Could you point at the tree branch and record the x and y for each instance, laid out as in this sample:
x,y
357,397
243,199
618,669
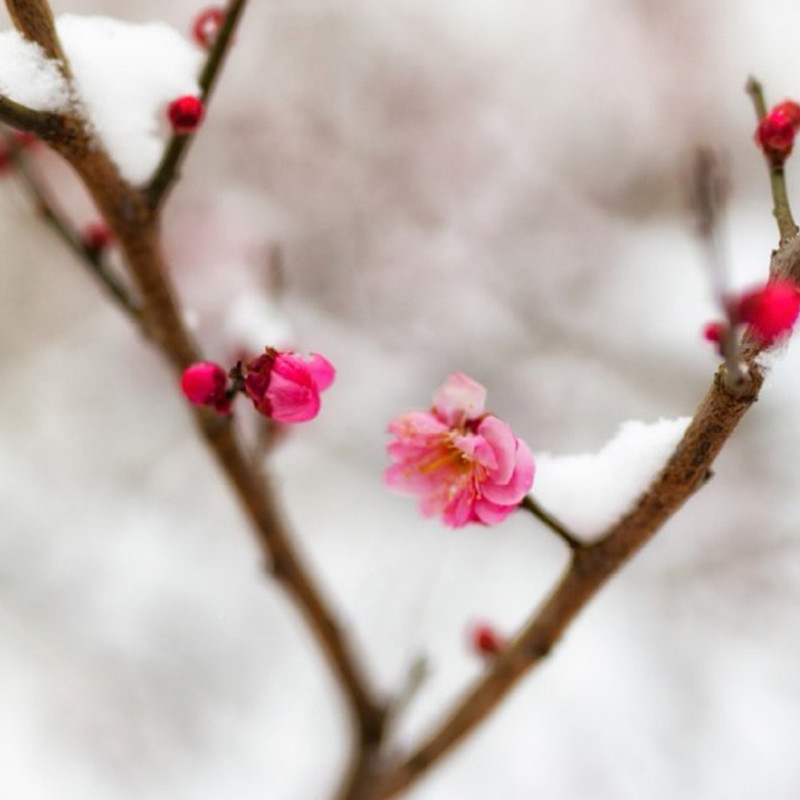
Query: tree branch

───

» WHAT TO WORK ON:
Extract every line of the data above without changing it, and leave the pictures out of your answer.

» RESULT OF THIS EXERCISE:
Could you point at the tree branch and record the x and y for each instance, laid out as in this sample:
x,y
357,397
243,199
618,669
Query: tree branch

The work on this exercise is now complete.